start Given information

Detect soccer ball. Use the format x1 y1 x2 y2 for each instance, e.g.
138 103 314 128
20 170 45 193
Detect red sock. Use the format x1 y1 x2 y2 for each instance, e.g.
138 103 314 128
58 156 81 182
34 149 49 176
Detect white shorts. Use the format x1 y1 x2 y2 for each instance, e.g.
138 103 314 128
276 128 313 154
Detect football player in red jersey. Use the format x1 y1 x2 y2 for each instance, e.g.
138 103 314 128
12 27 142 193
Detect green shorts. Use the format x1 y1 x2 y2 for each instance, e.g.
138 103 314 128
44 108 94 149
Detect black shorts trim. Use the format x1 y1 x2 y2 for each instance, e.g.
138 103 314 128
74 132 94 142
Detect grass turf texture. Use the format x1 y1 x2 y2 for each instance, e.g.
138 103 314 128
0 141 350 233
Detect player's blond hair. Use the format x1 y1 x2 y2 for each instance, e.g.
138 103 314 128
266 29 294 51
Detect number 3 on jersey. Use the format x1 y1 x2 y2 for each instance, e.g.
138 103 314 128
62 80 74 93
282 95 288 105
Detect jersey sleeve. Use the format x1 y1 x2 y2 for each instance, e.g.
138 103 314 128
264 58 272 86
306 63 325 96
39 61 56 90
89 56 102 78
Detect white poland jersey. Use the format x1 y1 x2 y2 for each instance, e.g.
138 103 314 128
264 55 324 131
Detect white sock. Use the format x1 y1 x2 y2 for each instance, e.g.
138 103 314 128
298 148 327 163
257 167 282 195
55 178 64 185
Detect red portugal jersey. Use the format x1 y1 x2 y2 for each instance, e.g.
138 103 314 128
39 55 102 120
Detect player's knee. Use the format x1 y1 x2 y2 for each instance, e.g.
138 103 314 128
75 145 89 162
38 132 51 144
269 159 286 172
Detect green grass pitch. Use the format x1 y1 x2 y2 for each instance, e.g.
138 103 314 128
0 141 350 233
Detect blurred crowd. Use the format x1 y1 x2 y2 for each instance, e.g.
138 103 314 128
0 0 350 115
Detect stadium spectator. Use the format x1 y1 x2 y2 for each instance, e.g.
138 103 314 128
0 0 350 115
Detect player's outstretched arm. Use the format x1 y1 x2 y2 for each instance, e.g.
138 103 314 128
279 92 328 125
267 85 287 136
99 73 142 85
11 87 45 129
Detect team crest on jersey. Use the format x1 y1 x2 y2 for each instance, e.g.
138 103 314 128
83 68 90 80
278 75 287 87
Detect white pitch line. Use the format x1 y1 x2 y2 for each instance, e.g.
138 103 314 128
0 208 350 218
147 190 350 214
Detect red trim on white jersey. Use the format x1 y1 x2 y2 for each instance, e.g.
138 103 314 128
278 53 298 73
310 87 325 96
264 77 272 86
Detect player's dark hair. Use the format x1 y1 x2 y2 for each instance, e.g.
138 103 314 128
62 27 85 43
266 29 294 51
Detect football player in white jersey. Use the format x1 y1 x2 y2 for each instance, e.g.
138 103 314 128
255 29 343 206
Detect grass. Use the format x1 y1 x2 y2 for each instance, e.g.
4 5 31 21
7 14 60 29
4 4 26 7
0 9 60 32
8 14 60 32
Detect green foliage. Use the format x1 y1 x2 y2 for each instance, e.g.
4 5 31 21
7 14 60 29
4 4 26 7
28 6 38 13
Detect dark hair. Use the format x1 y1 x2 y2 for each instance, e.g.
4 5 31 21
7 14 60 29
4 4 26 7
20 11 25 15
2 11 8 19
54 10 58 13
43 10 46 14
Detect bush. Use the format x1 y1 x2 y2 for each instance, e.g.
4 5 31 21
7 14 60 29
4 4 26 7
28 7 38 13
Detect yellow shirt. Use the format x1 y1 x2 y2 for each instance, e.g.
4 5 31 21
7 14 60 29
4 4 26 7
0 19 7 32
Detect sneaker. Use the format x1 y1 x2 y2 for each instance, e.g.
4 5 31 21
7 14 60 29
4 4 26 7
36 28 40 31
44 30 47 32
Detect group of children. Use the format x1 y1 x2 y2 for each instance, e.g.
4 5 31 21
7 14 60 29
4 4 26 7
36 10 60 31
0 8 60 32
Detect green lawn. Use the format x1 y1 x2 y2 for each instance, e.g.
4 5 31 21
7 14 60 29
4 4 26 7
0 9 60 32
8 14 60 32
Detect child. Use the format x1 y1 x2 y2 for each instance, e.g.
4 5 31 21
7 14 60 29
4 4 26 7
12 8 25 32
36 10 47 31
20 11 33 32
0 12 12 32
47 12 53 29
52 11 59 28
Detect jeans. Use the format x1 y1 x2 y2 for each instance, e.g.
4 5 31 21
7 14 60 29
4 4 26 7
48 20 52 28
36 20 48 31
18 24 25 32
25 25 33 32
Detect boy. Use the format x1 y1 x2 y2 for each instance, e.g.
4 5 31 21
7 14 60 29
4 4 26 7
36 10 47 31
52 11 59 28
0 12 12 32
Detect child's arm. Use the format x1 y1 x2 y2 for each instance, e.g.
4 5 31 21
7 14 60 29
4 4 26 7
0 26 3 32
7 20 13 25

end Given information
start Given information

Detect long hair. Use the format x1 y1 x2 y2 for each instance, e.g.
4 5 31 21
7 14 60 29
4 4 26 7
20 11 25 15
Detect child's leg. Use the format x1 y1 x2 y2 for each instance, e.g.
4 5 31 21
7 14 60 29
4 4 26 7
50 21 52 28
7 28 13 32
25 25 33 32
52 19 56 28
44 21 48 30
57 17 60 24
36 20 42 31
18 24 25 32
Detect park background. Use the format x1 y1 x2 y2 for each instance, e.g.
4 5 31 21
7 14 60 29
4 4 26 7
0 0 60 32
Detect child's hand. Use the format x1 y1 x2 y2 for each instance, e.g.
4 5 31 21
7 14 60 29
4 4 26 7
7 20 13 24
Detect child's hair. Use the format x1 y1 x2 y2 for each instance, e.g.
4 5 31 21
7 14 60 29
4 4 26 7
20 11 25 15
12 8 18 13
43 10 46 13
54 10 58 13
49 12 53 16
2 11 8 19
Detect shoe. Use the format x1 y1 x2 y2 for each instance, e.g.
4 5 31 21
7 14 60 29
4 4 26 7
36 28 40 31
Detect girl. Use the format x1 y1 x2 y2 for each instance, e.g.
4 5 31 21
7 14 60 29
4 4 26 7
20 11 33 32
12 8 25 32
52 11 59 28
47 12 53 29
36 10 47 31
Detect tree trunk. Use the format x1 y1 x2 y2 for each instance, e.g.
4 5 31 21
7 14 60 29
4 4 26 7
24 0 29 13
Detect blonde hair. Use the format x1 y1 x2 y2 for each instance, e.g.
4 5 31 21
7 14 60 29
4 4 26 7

end Given information

### What needs to be done
Lay out the part of the listing above that opens with the line containing "Detect jersey sleeve." and closes with the line containing "264 55 324 131" as a Markdown table with the columns Row and Line. Number each line in Row and leave out blank lines.

### Reply to the task
| Row | Line |
|---|---|
| 1 | Detect jersey sleeve. Use the format x1 y1 x2 y2 for each instance, e.g. |
| 2 | 138 103 314 128 |
| 3 | 264 58 272 86 |
| 4 | 306 63 325 96 |
| 5 | 39 61 56 90 |
| 6 | 89 56 102 78 |
| 7 | Detect white poland jersey. Use the format x1 y1 x2 y2 for each instance, e.g. |
| 8 | 138 103 314 128 |
| 9 | 264 55 324 131 |